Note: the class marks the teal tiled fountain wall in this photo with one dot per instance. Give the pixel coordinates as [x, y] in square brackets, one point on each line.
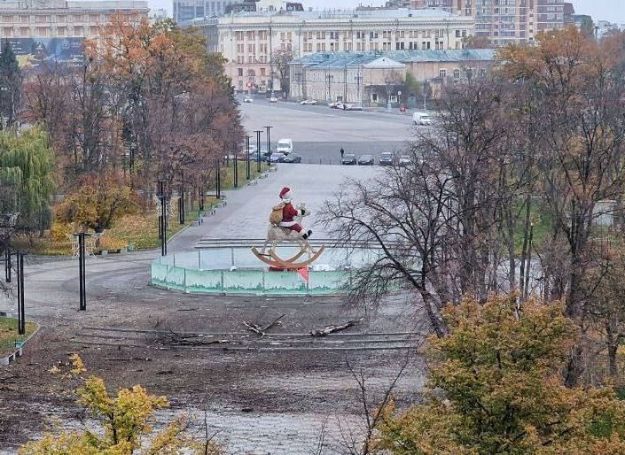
[235, 270]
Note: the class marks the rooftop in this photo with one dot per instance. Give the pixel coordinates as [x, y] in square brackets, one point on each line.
[343, 59]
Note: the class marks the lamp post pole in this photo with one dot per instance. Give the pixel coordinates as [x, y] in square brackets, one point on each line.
[236, 168]
[181, 208]
[21, 315]
[247, 151]
[258, 150]
[268, 128]
[81, 271]
[163, 217]
[218, 180]
[7, 264]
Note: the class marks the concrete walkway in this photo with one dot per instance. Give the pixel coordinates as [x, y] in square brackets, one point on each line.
[247, 209]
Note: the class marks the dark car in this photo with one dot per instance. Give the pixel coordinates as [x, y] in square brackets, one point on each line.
[292, 158]
[366, 160]
[348, 158]
[276, 157]
[404, 160]
[386, 159]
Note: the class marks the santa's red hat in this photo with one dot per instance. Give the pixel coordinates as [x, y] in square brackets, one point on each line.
[284, 192]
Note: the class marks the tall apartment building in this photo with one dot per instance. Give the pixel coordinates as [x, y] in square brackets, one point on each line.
[248, 40]
[512, 21]
[188, 10]
[40, 30]
[42, 19]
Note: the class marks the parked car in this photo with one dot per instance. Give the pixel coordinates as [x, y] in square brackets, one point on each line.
[386, 159]
[348, 158]
[366, 160]
[421, 118]
[263, 152]
[404, 160]
[353, 107]
[292, 158]
[285, 146]
[276, 157]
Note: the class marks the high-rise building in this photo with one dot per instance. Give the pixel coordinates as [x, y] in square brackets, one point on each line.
[62, 19]
[512, 21]
[249, 40]
[187, 10]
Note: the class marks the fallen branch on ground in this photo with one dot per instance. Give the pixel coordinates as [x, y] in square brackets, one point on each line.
[260, 331]
[332, 328]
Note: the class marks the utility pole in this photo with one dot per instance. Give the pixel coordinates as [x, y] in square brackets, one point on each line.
[268, 140]
[358, 78]
[81, 271]
[258, 149]
[162, 219]
[218, 180]
[236, 168]
[21, 315]
[247, 154]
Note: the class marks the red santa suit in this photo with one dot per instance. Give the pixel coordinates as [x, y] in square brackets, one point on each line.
[289, 212]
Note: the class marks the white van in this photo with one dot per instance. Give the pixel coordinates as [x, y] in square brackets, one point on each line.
[421, 118]
[285, 146]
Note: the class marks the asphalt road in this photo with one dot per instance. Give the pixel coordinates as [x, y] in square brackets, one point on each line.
[319, 132]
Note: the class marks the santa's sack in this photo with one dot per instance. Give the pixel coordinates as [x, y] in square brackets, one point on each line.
[276, 214]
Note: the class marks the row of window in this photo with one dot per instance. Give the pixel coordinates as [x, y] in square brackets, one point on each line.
[262, 35]
[51, 18]
[42, 32]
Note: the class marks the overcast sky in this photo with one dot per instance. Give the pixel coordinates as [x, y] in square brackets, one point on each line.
[611, 10]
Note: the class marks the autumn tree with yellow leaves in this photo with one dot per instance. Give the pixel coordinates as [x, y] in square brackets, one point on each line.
[495, 387]
[125, 422]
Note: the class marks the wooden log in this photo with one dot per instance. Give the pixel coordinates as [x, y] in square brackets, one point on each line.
[332, 328]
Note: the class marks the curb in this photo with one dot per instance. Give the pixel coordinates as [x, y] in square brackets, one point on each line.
[6, 360]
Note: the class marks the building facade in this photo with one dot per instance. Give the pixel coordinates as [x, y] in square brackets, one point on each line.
[188, 10]
[512, 21]
[249, 41]
[373, 79]
[43, 19]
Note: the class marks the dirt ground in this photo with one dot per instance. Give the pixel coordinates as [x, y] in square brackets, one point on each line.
[261, 395]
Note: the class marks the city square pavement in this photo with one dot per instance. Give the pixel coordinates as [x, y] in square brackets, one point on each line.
[246, 212]
[259, 402]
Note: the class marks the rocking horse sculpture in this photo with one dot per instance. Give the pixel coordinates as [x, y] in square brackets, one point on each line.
[284, 226]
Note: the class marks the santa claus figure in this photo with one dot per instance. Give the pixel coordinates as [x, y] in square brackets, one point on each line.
[289, 212]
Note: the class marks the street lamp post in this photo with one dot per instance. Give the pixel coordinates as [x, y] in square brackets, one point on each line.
[7, 264]
[258, 132]
[236, 168]
[21, 315]
[82, 271]
[218, 180]
[162, 219]
[268, 140]
[247, 154]
[181, 208]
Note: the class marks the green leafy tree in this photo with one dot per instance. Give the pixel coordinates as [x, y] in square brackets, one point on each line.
[97, 203]
[26, 177]
[126, 420]
[496, 388]
[10, 85]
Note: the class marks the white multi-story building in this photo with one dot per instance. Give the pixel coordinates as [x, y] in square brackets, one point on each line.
[512, 21]
[59, 19]
[249, 41]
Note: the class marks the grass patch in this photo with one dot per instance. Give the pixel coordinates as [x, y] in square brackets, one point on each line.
[138, 231]
[9, 336]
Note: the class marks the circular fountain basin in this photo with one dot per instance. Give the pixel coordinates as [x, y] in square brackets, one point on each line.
[235, 270]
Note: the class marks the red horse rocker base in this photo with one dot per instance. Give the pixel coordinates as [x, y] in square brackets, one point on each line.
[285, 226]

•••••

Transcribe all the lines above exactly; any image among them is skipped.

→ Result of this exercise:
Note: the class marks the teal tiled fountain wall in this photo with one dot per instance. Give the pixel coordinates as [x, y] in square brackets, one point on each line.
[235, 270]
Note: the class marks the rooftop in this photo with one dot per instance. Give the pixel coordinates as [x, y] in square brackets, one point on each line.
[343, 59]
Note: the class marks the lamp post pole in this photo with one dot per instance. Give the pixel coordinates as [x, y] in square brackets, one point on each line.
[236, 168]
[181, 208]
[21, 315]
[247, 151]
[258, 150]
[268, 128]
[81, 271]
[163, 217]
[218, 180]
[7, 264]
Note: the class marks the concrete walkway in this photo with one dot per instance. Give the pixel coordinates as [x, y] in square brackets, one point on each line.
[247, 209]
Note: the class marks the dark car in this photo with one dot per instance. Give the pixel coordinates as [x, y] in square brackets, one point on each line.
[292, 158]
[366, 160]
[348, 158]
[276, 157]
[404, 160]
[386, 159]
Note: the class marks the santa's red hat in this photo with one dot per instance. Give the pixel coordinates as [x, y] in square brackets, one point on each line.
[284, 192]
Note: the class marks the tall apartment building in this photo with one dot per instance. Give the pixel coordinates as [x, y] in square brackets, one point on each line.
[248, 40]
[512, 21]
[188, 10]
[40, 30]
[42, 19]
Note: the class marks the parked car in this photo with one dot per instance. Give the pixel coordinates as [x, y] in square brackets, one point on each line.
[386, 159]
[348, 158]
[366, 160]
[421, 118]
[263, 152]
[404, 160]
[353, 107]
[292, 158]
[285, 146]
[276, 157]
Note: the class marks the high-rise building in this photo with one dot per instance. Give the pixel coordinates as [x, y] in square brackets, one point on each line.
[62, 19]
[512, 21]
[249, 40]
[187, 10]
Note: the class marks the fallen branch on ground in this photo with one dot per instance. Give the pixel coordinates as [x, y] in square brackets, one point on each line.
[260, 331]
[332, 328]
Note: the class marks the utility pole in this photo with one dot per instance. Give the pixel coordinates as [x, y] in square brackets, one point on each line.
[268, 140]
[358, 78]
[81, 271]
[258, 149]
[162, 219]
[218, 180]
[236, 168]
[21, 315]
[247, 154]
Note: the class marks the red santa suit in this photo with one dot per instance. Give the pixel coordinates as [x, y] in square brackets, one point on each line.
[289, 212]
Note: the class marks the white van in this photo with one dot per instance. Give the pixel coordinates as [x, y] in square brackets, one point on each line.
[421, 118]
[285, 146]
Note: the class marks the asphalt road in this photo with one dot per instance. Give the pixel coordinates as [x, y] in square brackets, one point on each line.
[319, 132]
Note: the class marks the santa's sack in this photo with one dot per instance. Give the pixel coordinates as [x, y] in square brackets, one point on each line.
[276, 214]
Note: the class marks the row of window in this photo with one dot per instance. Give the pixel coordinates as [x, y] in square brackets, one point on each line.
[262, 35]
[51, 18]
[42, 32]
Note: the class marks the overcast sky in this photo with one dot per instance. Give the pixel coordinates as [x, y] in square brackets, one point on each line.
[611, 10]
Note: the class marks the autumn tree with yellow leaves in this photo with one dot per instance. Give the pixel coordinates as [x, y] in square brackets, one point on each line.
[495, 387]
[125, 422]
Note: the class marks the wooden log in this photo with one dot per instance. Give the pixel coordinates as [x, y] in square brackets, one point on each line.
[332, 328]
Note: the class marks the curb in this photo with one dot per instance. Give the pixel coordinates as [x, y] in square brackets, one point on each line.
[6, 360]
Note: the class marks the building facade in this photo with one dot per instance. Give the pixel coordinates as [x, y] in square brackets, one point on each line.
[188, 10]
[512, 21]
[249, 41]
[373, 79]
[43, 19]
Note: the class marks the dirt ground in this photo with one dot per instance. Give the pixel coordinates as [x, y] in square brackets, one point on each line.
[261, 395]
Note: the class marks the city square pavement in this photo with one dot per instance. Give the pixel coordinates as [x, y] in square brackets, one point on each line.
[246, 212]
[259, 402]
Note: the class marks the rocking horse sculpture in this photo with one dot per instance. Give the pixel coordinates as [x, y] in square brackets, one point on each line.
[284, 226]
Note: the class marks the santa claus figure in this photo with one dot per instance. Give the pixel coordinates as [x, y] in square brackets, one point on each line.
[289, 212]
Note: the class marks the street lamp post in this photo with one dot per instance. Give the pixel coordinates as [x, y] in square brackets, one point on each line.
[7, 264]
[258, 132]
[236, 168]
[21, 315]
[82, 271]
[218, 180]
[162, 219]
[268, 140]
[247, 154]
[181, 208]
Note: the class marks the green leafy tree in this photo with one dot per instance. Give the pixel coordinates as [x, y] in square brackets, one point on each line.
[97, 203]
[26, 177]
[126, 420]
[496, 388]
[10, 85]
Note: the class marks the white multi-story building in this photo with one dot per instance. Give the pixel coordinates as [x, y] in square brackets, one point on each line.
[512, 21]
[59, 19]
[249, 41]
Note: the class marks the grass patch in this photo with one dot per instance. Give the pixel coordinates as [x, y] in square brackets, one point on each line.
[138, 231]
[9, 336]
Note: the class marks the circular fountain basin in this photo with one dot per instance. Give the pixel coordinates as [x, y] in square brackets, one point on each line.
[235, 270]
Note: the class marks the red horse rocker base in this photo with one dot per instance. Give the pixel coordinates as [x, y] in square brackets, one point on each line.
[285, 226]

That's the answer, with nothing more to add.